Figure 2: Dot plot median projection vs actual year-end effective federal funds rate, excluding the December 2021 outlier. Each vertical connector compares the projected year-end policy rate with the realized effective federal funds rate; red means policy ended tighter than projected, while green means policy ended easier.
source: FOMC SEP and FRED FEDFUNDS. Error equals dot minus actual.

The fan chart below applies those historical error distributions to the current March 2026 projection. The 1-sigma band runs from roughly 3.09% to 3.66% for end-2026. The market-implied path of 3.50% sits within that band. A no-cut scenario, with rates holding at the current 3.64%, is also within one standard deviation of the historical track record.

Show code 
# =============================================================================
# FIGURE 3: FAN CHART  -  forward path uncertainty
# A fan chart shows a central forecast with uncertainty bands that widen
# over time (the further out you forecast, the less certain you are).
####################
INSTRUCTION >>
Rewrite the passage on Fed rate projections from "Figure 2: Dot plot" to "dot minus actual.", switching "outlier" to "anomaly". The lines after this point have no connection to the passage on Fed rate projections.
####################
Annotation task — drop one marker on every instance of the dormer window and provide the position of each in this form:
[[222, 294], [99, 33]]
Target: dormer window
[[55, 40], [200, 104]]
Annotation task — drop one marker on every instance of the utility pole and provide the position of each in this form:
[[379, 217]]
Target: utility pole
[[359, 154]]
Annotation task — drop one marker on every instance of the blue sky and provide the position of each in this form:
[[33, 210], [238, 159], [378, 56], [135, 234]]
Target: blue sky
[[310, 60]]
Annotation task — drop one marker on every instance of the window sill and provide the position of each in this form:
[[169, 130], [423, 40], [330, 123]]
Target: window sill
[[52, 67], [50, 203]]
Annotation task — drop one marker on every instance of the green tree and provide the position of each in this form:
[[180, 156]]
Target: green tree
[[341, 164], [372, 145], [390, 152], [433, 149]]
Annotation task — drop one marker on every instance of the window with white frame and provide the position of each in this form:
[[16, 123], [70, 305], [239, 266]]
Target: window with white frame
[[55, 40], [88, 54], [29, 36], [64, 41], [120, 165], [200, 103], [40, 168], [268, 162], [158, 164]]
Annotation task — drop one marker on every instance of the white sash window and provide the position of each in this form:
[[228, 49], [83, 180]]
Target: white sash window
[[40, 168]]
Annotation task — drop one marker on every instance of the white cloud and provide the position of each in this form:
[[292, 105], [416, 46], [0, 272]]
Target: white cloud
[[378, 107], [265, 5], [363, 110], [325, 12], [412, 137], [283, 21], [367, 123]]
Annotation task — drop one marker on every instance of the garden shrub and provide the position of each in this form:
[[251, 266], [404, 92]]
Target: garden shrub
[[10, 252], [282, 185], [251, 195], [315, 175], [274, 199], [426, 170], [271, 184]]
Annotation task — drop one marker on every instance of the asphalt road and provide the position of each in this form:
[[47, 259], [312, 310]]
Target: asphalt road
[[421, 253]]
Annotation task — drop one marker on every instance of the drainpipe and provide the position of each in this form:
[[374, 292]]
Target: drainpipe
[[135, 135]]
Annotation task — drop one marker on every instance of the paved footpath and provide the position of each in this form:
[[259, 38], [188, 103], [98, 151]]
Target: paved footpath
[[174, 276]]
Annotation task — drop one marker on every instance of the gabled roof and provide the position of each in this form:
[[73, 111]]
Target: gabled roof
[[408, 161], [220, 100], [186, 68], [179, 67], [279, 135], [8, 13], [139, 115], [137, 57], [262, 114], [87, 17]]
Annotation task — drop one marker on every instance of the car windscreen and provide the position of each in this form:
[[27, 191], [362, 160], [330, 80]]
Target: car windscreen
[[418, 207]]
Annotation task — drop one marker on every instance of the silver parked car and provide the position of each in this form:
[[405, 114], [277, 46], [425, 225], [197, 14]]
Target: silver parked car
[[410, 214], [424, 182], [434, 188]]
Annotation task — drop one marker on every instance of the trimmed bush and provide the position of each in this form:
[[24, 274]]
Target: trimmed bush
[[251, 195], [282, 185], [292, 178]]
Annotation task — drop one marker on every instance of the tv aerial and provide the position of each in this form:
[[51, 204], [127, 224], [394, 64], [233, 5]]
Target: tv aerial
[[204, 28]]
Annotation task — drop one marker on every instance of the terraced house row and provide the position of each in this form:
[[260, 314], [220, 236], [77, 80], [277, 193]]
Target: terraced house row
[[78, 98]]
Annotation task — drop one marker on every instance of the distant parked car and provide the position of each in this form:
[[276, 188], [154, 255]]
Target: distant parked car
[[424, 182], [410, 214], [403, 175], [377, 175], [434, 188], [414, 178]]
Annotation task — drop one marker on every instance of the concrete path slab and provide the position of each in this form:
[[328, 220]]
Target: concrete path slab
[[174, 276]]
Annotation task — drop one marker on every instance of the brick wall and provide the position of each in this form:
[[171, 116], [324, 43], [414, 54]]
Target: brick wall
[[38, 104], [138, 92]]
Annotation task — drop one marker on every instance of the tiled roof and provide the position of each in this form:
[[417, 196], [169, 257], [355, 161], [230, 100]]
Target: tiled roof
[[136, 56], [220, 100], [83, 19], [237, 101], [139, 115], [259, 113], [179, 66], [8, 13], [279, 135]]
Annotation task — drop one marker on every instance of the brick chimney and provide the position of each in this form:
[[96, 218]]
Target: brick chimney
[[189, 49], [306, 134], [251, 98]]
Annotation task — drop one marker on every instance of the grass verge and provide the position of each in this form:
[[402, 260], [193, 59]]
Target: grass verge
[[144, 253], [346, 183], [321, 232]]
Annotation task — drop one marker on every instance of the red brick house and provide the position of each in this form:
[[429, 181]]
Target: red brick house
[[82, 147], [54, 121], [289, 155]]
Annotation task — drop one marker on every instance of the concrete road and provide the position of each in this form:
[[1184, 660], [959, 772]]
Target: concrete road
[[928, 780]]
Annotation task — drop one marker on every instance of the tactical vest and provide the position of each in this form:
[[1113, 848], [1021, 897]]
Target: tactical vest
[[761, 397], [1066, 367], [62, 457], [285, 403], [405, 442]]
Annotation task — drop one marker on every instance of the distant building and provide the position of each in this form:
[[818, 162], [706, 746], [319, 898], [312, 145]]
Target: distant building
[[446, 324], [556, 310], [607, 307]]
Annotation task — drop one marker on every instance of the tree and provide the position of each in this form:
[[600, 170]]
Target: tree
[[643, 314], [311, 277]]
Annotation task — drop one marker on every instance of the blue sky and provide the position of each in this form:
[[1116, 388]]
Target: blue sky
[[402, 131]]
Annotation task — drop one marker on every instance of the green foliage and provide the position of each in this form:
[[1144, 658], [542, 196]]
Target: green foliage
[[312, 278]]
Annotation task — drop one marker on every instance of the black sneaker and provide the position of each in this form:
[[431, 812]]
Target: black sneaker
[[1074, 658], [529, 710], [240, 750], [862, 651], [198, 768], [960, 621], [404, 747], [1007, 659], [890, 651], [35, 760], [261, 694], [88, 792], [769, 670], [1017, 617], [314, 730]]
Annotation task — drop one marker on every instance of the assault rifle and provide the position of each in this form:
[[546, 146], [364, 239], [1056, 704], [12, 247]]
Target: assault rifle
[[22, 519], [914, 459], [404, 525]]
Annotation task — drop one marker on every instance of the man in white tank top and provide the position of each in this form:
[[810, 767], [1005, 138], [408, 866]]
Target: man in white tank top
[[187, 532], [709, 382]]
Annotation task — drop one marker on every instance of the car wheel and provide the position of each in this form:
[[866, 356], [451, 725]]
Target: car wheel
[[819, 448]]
####################
SOLVED EXERCISE >>
Figure 2: Dot plot median projection vs actual year-end effective federal funds rate, excluding the December 2021 anomaly. Each vertical connector compares the projected year-end policy rate with the realized effective federal funds rate; red means policy ended tighter than projected, while green means policy ended easier.
source: FOMC SEP and FRED FEDFUNDS. Error equals dot minus actual.